Dataset items:
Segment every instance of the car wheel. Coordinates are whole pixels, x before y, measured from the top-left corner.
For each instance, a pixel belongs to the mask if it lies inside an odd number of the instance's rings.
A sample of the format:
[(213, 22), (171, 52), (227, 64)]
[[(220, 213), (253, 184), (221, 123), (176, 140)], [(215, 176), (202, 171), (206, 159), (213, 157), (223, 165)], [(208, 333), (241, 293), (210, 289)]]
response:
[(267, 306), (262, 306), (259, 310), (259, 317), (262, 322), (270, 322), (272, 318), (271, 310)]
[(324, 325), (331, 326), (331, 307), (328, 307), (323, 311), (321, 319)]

--

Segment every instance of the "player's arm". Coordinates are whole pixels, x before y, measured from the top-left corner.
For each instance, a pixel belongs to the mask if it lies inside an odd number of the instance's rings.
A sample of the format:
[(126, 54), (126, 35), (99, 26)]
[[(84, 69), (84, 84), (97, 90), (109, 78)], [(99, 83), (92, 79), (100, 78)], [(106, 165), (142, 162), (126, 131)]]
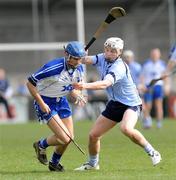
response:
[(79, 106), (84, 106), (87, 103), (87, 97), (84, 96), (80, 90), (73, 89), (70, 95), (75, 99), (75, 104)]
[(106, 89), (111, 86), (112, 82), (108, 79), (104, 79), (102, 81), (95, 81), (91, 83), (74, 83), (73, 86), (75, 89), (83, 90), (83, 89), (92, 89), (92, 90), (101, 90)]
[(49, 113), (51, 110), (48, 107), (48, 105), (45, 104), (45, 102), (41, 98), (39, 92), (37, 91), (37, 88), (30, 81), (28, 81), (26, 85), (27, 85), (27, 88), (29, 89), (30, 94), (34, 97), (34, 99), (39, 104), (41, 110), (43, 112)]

==

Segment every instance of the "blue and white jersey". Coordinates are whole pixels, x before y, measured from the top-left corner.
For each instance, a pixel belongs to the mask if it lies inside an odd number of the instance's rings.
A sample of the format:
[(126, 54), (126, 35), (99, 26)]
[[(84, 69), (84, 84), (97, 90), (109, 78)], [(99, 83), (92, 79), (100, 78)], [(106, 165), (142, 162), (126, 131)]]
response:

- **What the exercise asks**: Repeat the lines word for word, starting with the line that contains "Segment every instance of the car" and continuing through the line that contains "311), (321, 319)]", including both of those lines.

- **Result**:
Segment every instance of the car wheel. Coordinates are whole pixels, x before y, measured from the top-left corner.
For each instance, a pixel belongs to the mask if it lies inside an odd number of the instance's rings.
A sample of the format:
[(213, 22), (171, 52), (227, 64)]
[[(220, 213), (253, 184), (221, 123), (176, 140)], [(215, 176), (202, 171), (206, 159), (213, 157), (223, 165)], [(208, 333), (241, 293), (210, 289)]]
response:
[(267, 306), (262, 306), (259, 310), (259, 317), (262, 322), (270, 322), (272, 318), (271, 310)]
[(324, 325), (331, 326), (331, 307), (328, 307), (323, 311), (321, 319)]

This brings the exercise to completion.